ACTION ITEM: Below are some records. Copy every line in them that holds "yellow".

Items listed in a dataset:
== Segment start ==
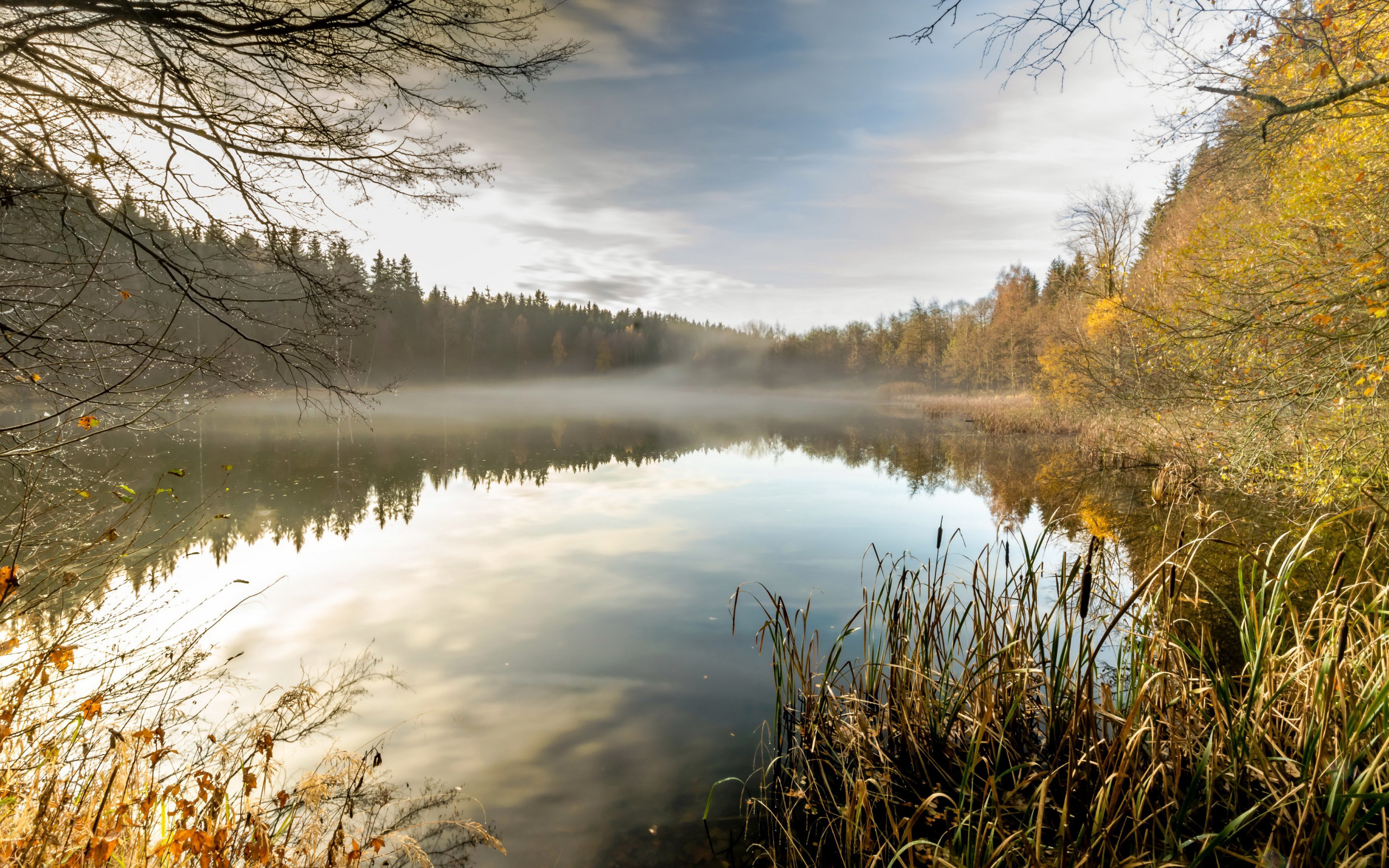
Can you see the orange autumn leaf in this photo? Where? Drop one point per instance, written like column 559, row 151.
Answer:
column 61, row 656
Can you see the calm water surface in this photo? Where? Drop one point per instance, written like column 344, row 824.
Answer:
column 551, row 576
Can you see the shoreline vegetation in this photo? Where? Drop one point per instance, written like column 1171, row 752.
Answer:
column 1031, row 709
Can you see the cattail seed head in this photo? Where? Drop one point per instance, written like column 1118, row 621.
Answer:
column 1087, row 576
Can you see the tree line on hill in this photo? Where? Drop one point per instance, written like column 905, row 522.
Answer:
column 985, row 345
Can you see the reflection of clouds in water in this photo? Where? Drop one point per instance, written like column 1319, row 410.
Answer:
column 557, row 638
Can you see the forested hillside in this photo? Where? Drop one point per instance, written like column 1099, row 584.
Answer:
column 986, row 345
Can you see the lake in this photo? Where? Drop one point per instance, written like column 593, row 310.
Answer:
column 549, row 570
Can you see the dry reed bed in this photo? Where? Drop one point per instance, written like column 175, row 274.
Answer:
column 1001, row 414
column 977, row 723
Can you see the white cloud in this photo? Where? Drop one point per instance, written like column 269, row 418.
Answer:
column 800, row 169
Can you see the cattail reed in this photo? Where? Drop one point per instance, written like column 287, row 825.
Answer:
column 999, row 742
column 1087, row 578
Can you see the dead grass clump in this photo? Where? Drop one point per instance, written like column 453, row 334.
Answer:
column 1011, row 716
column 109, row 752
column 1001, row 414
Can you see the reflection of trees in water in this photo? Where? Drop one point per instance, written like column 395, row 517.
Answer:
column 289, row 482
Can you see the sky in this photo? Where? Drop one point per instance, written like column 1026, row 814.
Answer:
column 784, row 162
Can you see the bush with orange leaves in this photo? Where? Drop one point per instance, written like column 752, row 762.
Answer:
column 107, row 748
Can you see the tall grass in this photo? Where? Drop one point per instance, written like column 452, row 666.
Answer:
column 986, row 413
column 1020, row 716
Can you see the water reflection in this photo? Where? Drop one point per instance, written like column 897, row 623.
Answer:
column 553, row 582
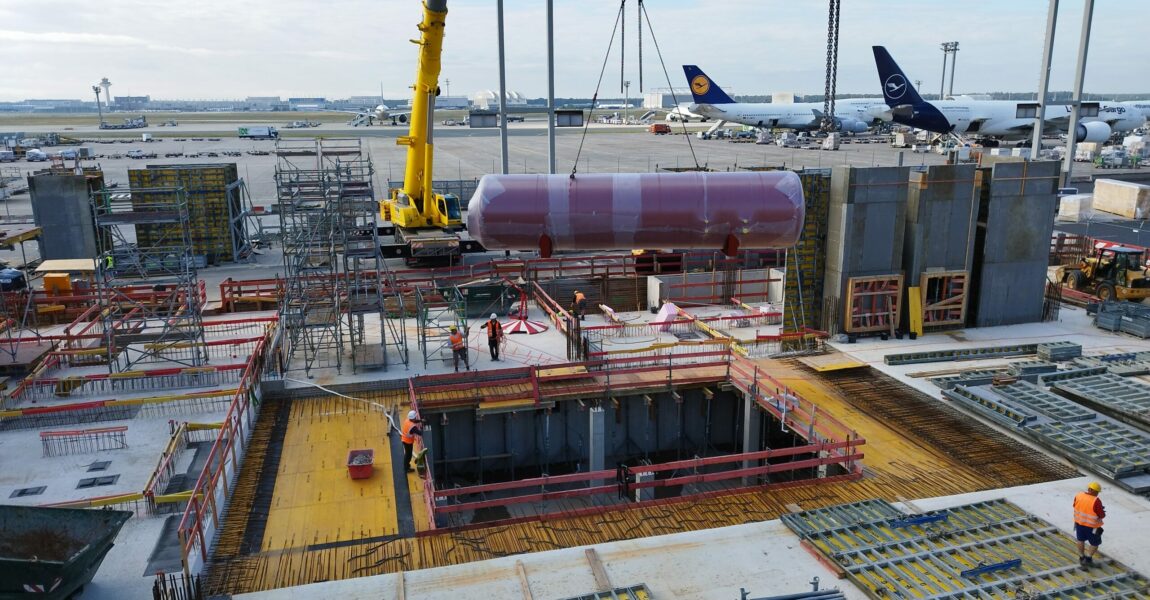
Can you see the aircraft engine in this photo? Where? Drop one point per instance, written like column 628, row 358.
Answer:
column 1095, row 131
column 851, row 125
column 883, row 114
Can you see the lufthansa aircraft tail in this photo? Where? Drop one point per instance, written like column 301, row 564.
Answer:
column 704, row 91
column 907, row 107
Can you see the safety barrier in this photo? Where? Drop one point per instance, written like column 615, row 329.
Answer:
column 787, row 405
column 97, row 384
column 208, row 495
column 83, row 440
column 727, row 472
column 266, row 293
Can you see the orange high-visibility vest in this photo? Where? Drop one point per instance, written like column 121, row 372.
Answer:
column 1083, row 510
column 405, row 431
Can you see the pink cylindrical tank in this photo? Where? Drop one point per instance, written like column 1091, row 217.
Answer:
column 604, row 212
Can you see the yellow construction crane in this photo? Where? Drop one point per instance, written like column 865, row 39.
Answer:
column 426, row 224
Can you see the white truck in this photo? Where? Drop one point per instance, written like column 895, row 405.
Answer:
column 258, row 132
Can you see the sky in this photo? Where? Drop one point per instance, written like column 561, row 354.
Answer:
column 230, row 50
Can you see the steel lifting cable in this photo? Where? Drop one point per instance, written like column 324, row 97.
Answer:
column 667, row 76
column 595, row 99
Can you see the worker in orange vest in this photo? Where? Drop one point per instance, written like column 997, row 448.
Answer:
column 459, row 348
column 495, row 335
column 407, row 433
column 580, row 305
column 1088, row 515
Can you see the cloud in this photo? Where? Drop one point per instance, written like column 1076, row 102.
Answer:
column 221, row 48
column 97, row 39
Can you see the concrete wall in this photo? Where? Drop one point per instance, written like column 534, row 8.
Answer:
column 941, row 210
column 865, row 224
column 531, row 441
column 1018, row 208
column 61, row 206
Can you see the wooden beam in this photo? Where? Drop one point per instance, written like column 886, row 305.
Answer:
column 600, row 575
column 522, row 581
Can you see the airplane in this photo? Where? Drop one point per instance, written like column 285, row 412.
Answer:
column 1142, row 106
column 683, row 113
column 851, row 115
column 369, row 116
column 381, row 113
column 994, row 118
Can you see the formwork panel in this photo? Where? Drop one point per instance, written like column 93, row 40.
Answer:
column 943, row 299
column 61, row 207
column 940, row 218
column 806, row 261
column 988, row 550
column 214, row 206
column 873, row 304
column 1017, row 212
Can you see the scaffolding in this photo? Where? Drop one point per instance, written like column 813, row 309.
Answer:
column 438, row 310
column 336, row 278
column 166, row 324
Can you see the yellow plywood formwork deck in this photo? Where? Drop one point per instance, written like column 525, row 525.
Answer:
column 898, row 464
column 833, row 361
column 315, row 500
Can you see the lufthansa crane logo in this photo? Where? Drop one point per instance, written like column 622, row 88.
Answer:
column 895, row 86
column 700, row 85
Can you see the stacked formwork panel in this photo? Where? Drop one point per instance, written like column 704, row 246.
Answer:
column 865, row 247
column 806, row 261
column 938, row 241
column 166, row 325
column 216, row 208
column 1017, row 208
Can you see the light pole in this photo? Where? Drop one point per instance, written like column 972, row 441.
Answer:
column 953, row 60
column 948, row 48
column 627, row 100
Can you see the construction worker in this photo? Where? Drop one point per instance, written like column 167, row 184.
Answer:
column 407, row 433
column 1088, row 515
column 458, row 348
column 495, row 336
column 580, row 305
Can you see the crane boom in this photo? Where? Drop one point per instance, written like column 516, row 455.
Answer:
column 416, row 206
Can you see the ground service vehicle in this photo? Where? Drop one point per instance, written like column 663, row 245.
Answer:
column 1114, row 272
column 258, row 132
column 426, row 225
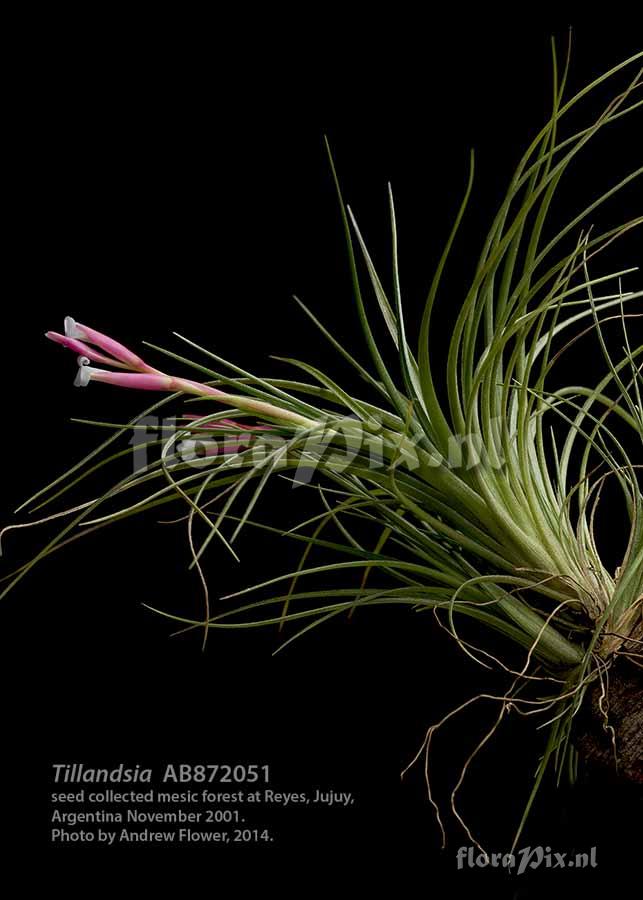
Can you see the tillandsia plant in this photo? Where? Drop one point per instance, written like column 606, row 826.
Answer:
column 482, row 480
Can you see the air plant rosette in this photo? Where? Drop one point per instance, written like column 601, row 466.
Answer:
column 482, row 481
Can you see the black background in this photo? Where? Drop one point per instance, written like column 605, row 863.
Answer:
column 174, row 178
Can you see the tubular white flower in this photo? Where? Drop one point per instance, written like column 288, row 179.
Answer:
column 84, row 373
column 71, row 329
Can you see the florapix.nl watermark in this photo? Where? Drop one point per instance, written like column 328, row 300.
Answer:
column 526, row 859
column 335, row 443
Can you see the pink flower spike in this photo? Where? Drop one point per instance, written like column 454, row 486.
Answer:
column 76, row 331
column 142, row 382
column 83, row 349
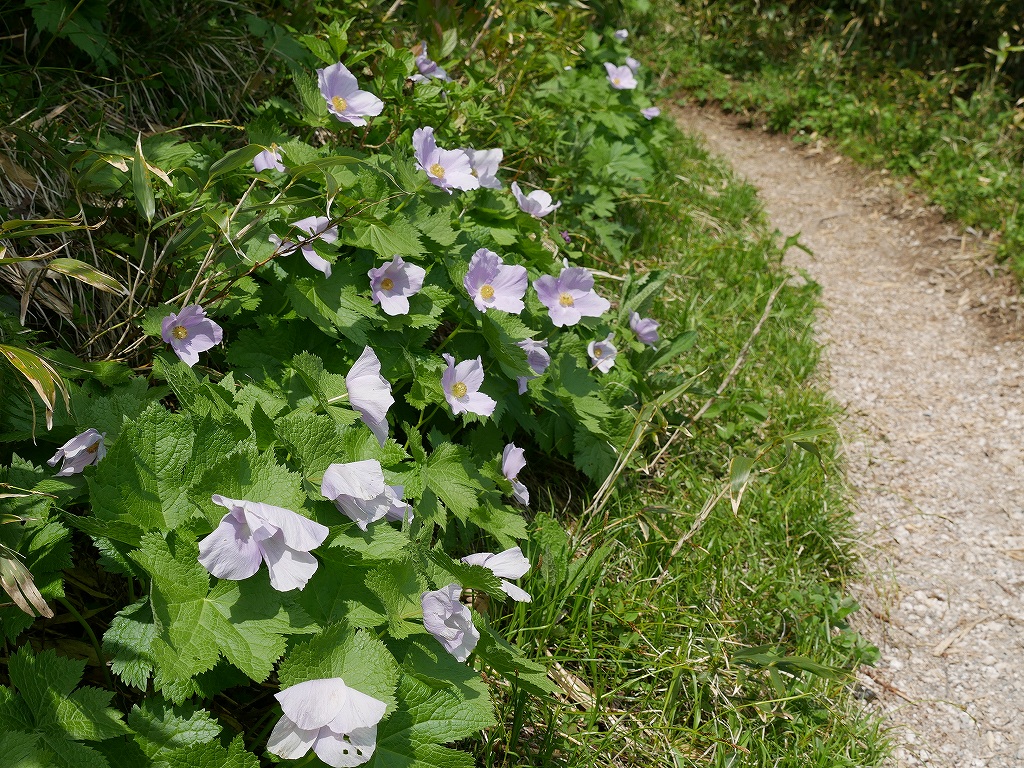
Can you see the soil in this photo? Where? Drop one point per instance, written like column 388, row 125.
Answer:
column 924, row 336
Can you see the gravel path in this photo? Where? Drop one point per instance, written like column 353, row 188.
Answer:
column 922, row 352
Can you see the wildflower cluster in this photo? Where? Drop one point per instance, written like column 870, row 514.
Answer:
column 312, row 427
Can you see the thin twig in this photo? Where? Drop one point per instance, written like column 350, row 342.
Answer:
column 740, row 359
column 486, row 26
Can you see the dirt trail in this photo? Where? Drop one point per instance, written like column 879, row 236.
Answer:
column 924, row 352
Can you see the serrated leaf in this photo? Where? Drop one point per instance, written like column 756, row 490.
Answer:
column 128, row 642
column 211, row 756
column 446, row 472
column 355, row 655
column 160, row 729
column 246, row 621
column 398, row 586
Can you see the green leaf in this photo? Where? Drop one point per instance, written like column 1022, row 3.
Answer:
column 355, row 655
column 87, row 273
column 211, row 756
column 398, row 586
column 246, row 621
column 128, row 642
column 161, row 729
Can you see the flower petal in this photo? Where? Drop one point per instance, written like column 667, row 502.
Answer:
column 229, row 551
column 289, row 740
column 346, row 750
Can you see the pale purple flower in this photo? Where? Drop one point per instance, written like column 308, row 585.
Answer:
column 621, row 77
column 512, row 463
column 79, row 453
column 602, row 353
column 537, row 356
column 190, row 332
column 484, row 163
column 344, row 99
column 493, row 285
column 462, row 387
column 644, row 328
column 537, row 204
column 428, row 69
column 337, row 722
column 393, row 282
column 370, row 393
column 252, row 532
column 268, row 159
column 359, row 492
column 570, row 296
column 449, row 621
column 317, row 227
column 449, row 169
column 508, row 564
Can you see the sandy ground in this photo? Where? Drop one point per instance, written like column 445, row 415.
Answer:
column 924, row 349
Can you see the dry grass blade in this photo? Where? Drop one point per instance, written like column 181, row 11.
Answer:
column 16, row 582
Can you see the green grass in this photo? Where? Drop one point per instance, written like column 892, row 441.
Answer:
column 653, row 630
column 955, row 134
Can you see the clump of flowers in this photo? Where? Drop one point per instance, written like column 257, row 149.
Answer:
column 252, row 532
column 462, row 387
column 537, row 357
column 484, row 164
column 570, row 296
column 621, row 77
column 450, row 622
column 359, row 492
column 537, row 204
column 449, row 169
column 508, row 564
column 644, row 328
column 317, row 227
column 513, row 461
column 494, row 285
column 190, row 332
column 79, row 453
column 370, row 393
column 602, row 353
column 336, row 721
column 393, row 282
column 344, row 99
column 268, row 159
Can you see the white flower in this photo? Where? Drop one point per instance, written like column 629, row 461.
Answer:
column 508, row 564
column 450, row 622
column 337, row 722
column 252, row 532
column 358, row 491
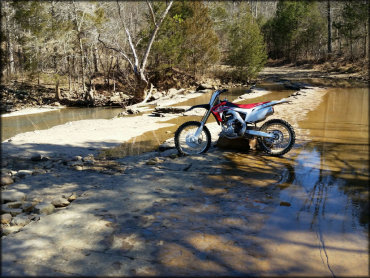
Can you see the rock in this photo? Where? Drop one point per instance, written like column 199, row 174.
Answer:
column 72, row 197
column 10, row 230
column 76, row 163
column 167, row 145
column 38, row 172
column 77, row 158
column 28, row 206
column 133, row 111
column 21, row 220
column 174, row 109
column 12, row 211
column 156, row 114
column 23, row 173
column 60, row 202
column 78, row 168
column 116, row 99
column 39, row 157
column 6, row 180
column 89, row 159
column 6, row 218
column 240, row 144
column 122, row 114
column 48, row 165
column 124, row 96
column 12, row 195
column 156, row 96
column 154, row 161
column 14, row 204
column 44, row 208
column 205, row 86
column 172, row 92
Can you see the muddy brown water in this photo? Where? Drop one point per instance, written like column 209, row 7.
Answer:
column 320, row 189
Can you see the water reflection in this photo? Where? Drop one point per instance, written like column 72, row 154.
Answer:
column 322, row 212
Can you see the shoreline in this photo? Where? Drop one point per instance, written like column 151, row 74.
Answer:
column 31, row 110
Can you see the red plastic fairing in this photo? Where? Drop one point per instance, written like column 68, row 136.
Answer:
column 217, row 109
column 250, row 105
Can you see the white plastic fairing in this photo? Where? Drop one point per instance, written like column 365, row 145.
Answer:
column 257, row 115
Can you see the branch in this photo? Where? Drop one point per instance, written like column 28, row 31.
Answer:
column 151, row 12
column 153, row 37
column 129, row 38
column 117, row 50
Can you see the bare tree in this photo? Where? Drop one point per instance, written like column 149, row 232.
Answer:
column 136, row 61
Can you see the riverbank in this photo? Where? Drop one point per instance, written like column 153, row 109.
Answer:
column 131, row 216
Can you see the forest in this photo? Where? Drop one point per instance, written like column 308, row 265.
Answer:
column 86, row 48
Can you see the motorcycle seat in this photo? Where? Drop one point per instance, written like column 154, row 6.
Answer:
column 250, row 105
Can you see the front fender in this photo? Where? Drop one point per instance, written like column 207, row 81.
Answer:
column 205, row 106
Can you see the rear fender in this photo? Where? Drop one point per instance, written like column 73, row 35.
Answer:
column 205, row 106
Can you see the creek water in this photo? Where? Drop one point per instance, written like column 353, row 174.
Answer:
column 321, row 190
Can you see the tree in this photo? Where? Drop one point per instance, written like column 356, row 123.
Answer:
column 187, row 39
column 296, row 29
column 246, row 51
column 353, row 24
column 137, row 61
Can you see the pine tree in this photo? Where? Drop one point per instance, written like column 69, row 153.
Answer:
column 246, row 50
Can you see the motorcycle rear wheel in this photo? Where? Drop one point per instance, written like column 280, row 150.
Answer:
column 284, row 137
column 186, row 144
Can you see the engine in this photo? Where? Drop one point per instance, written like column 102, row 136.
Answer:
== Segment end ==
EXERCISE ANSWER:
Can you see the yellow construction crane in this photo? Where? Drop one point per instance, written like column 865, row 39.
Can you see the yellow plywood formwork deck in this photo? Where? Drop one point per instance, written like column 525, row 525.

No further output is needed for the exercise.